▶ [Data provided]:
◆ ◆ ◆ ◆ ◆
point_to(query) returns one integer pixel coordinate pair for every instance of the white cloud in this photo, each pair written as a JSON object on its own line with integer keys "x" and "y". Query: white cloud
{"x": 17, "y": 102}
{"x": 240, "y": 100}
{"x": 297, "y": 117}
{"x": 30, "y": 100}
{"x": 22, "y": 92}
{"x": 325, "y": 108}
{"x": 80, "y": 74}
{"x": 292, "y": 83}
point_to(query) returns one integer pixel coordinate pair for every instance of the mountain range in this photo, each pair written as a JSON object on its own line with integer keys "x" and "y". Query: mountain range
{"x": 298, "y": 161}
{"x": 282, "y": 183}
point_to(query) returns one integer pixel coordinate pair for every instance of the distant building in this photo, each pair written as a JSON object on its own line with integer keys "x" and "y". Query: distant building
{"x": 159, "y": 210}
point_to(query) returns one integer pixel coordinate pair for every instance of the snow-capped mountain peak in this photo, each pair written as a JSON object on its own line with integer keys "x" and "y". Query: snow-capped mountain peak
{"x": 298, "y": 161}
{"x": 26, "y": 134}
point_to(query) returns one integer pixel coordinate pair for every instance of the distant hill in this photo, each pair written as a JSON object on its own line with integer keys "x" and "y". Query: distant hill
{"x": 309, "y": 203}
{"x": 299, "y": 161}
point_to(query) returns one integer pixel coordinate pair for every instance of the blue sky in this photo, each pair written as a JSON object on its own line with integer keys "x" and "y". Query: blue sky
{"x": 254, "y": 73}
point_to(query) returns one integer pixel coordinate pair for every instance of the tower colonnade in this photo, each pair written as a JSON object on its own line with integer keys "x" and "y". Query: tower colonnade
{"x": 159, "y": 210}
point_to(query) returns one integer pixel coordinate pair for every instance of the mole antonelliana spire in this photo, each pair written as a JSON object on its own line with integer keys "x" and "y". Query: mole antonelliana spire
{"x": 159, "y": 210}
◆ ◆ ◆ ◆ ◆
Rewrite as a JSON list of strings the lines running from the one that contains "Query: mole antonelliana spire" through the last line, both included. Use one string per line and omit any blank lines.

[
  "point_to(query) returns one integer pixel coordinate pair for every instance of the mole antonelliana spire in this photo, each pair written as a JSON object on its own line with integer keys \"x\" and \"y\". Query: mole antonelliana spire",
  "{\"x\": 159, \"y\": 210}"
]